- **EXTRACT TO READ**
5 + 1 Mistakes Early Stage Startups Commit : Enter a Lion’s Den Hunting For Breakfast

Early stage startup founders go through a lot of chaos. There is a pressure to get the product out, meet potential investors, hire people and importantly, learn the art of sales/acquire new skills.

Over the last few days, I’ve met several early stage entrepreneurs and this article is a summary of few (soft) mistakes that I see entrepreneurs committing. By calling these as soft mistakes, I am excluding mistakes related to building the right product/finding product-market fit/hiring etc etc.

Note that these mistakes mostly won’t have an immediate impact, but will (suddenly) show up when you least expect them to!

Startup Mistake
Startup Mistake

Startup Mistake #1: Attend workshops organized by angels/investors on ‘how to raise money’.

It’s not that Investors have wrong intention, but it’s just that entrepreneurs shouldn’t be learning funding tricks from them.

It’s as good as going to a lion’s den hunting for breakfast; or to learn ‘how to eat dinner (and not be a dinner)’ organized by Lions and Tiger Academy.

Startup Mistake #2: The Echochamber of 4F.

The early stage of any business is full of chaos.  You have a hypothesis, but don’t know how to go about validating it.

The product isn’t ready, there are hardly any resource$ to deploy and validating the hypothesis becomes all the more difficult.

And here is what you are probably doing (the easy way out): Asking Friends, Families and Fellow Entrepreneurs for validation.

THAT’S SOME SERIOUS MISTAKE YOU ARE MAKING (AND I mean the CAPS) : [Read : Friends and Family – Are they Startup’s Best Friends?]

What’s the fourth F, if you may ask? Well, that’s the F**k word – because that’s what you are doing with your product/idea by talking to the 3Fs.

Remember that Friends, Families and Fellow Entrepreneurs have no clue about your vision/product concept – they will support you because they want to see you succeed. But they aren’t really your customer base – so stop collecting feedback from them.

Records from a data source
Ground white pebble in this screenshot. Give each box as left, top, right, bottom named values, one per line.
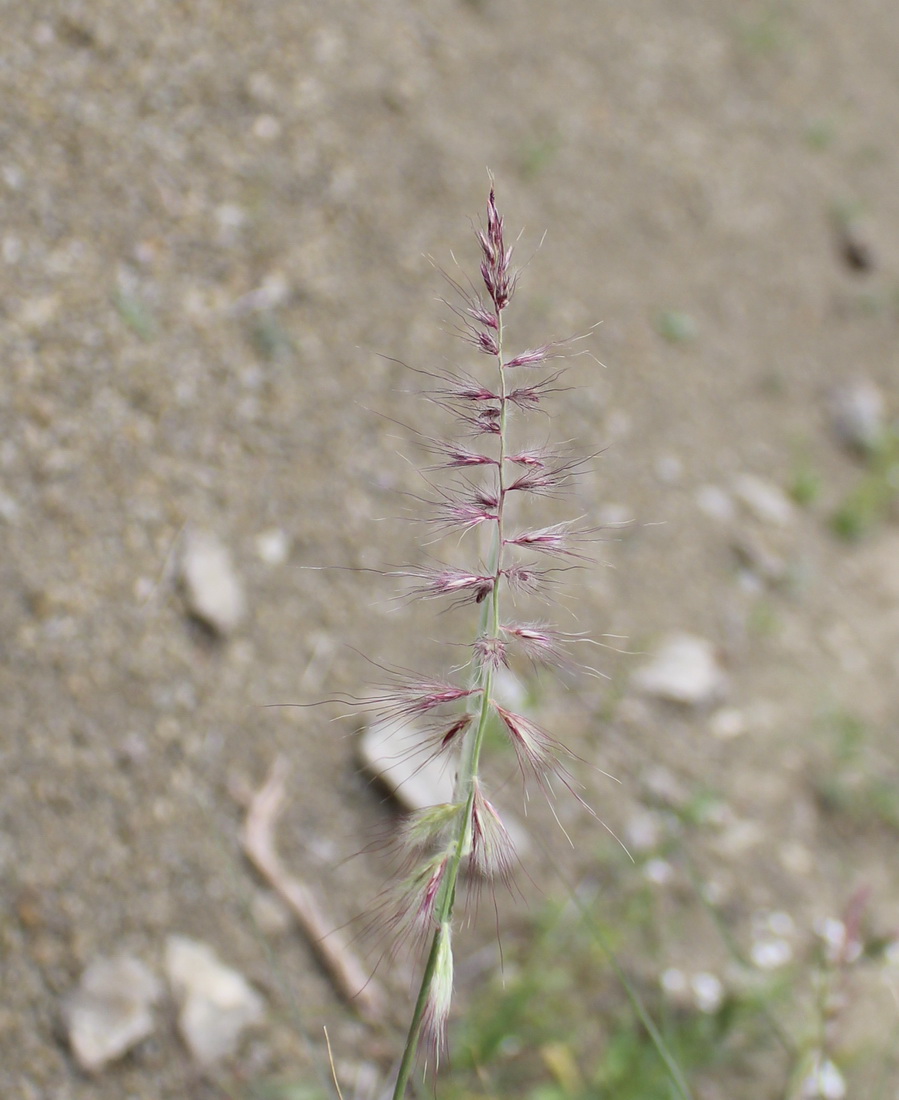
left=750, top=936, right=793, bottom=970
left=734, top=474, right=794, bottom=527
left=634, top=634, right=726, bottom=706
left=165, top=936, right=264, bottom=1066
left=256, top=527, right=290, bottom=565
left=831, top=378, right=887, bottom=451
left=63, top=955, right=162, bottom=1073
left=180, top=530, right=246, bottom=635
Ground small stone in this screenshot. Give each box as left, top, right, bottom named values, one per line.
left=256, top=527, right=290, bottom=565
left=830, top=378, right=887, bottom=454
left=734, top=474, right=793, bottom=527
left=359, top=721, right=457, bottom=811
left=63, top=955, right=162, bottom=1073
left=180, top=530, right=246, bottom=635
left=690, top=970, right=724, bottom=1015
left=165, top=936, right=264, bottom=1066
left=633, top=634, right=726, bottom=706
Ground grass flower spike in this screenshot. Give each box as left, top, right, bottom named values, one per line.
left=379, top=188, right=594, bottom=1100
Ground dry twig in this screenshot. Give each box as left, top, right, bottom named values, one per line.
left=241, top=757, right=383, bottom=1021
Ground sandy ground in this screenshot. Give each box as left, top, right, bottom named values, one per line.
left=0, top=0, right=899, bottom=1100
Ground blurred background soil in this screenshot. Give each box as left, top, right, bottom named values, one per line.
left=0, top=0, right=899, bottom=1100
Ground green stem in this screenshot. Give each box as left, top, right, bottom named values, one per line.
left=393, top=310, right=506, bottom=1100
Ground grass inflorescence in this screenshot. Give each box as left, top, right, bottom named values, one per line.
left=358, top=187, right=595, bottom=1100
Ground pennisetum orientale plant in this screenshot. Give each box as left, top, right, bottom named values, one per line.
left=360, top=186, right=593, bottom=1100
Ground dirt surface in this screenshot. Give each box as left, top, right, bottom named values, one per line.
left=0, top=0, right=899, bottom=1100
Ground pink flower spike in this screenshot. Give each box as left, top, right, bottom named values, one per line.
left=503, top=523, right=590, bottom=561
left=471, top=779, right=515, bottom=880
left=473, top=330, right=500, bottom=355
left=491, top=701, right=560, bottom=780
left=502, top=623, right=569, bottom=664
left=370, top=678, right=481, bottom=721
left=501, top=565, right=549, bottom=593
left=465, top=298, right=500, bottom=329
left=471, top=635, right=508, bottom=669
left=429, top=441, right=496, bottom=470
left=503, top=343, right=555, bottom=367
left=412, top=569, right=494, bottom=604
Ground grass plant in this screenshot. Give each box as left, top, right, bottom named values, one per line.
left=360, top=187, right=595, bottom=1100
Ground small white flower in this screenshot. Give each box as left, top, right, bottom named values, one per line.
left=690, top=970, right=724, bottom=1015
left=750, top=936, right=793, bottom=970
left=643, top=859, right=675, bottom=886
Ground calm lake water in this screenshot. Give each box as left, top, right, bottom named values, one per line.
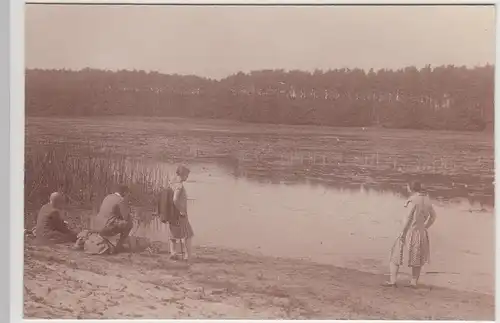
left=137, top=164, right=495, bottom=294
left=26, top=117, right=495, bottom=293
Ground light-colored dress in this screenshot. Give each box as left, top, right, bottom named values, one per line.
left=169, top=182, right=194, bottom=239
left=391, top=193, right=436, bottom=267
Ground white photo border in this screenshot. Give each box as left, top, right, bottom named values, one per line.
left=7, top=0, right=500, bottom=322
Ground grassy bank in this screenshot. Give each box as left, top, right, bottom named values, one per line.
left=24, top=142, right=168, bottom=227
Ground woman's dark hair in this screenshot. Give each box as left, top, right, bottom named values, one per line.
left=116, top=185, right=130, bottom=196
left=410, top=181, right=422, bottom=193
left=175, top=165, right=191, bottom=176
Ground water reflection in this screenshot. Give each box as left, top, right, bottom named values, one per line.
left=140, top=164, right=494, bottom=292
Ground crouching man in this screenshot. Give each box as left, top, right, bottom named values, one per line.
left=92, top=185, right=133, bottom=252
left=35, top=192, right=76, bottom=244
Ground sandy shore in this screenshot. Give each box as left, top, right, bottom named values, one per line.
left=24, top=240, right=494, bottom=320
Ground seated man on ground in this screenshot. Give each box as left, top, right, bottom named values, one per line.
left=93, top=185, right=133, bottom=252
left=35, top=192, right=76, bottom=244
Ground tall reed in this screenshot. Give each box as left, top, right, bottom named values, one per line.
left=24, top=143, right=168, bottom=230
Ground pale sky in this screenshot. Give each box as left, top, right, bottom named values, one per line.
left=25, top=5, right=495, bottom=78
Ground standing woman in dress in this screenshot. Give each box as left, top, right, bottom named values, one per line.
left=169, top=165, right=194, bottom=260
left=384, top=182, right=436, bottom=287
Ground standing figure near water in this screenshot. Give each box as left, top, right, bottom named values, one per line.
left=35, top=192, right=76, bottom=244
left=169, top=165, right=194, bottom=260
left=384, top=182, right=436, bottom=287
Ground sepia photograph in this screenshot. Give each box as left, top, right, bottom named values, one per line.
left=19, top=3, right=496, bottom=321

- **OBJECTIVE A**
According to the article on early-stage startup mistakes, which three groups do founders ask for validation in the "Echochamber of 4F"?
- **OBJECTIVE B**
Rewrite the entries from the line with "Ground small stone" to the line with "left=359, top=721, right=457, bottom=811", replacing "screenshot" with "photo" and leaving everything else unchanged.
The article and the entries are unrelated to each other.

- **EXPECTED ANSWER A**
Friends, Families and Fellow Entrepreneurs.

- **EXPECTED ANSWER B**
Ground small stone in this photo. Give each box as left, top, right, bottom named values, one per line.
left=256, top=527, right=290, bottom=565
left=830, top=378, right=887, bottom=454
left=734, top=474, right=793, bottom=527
left=359, top=721, right=457, bottom=811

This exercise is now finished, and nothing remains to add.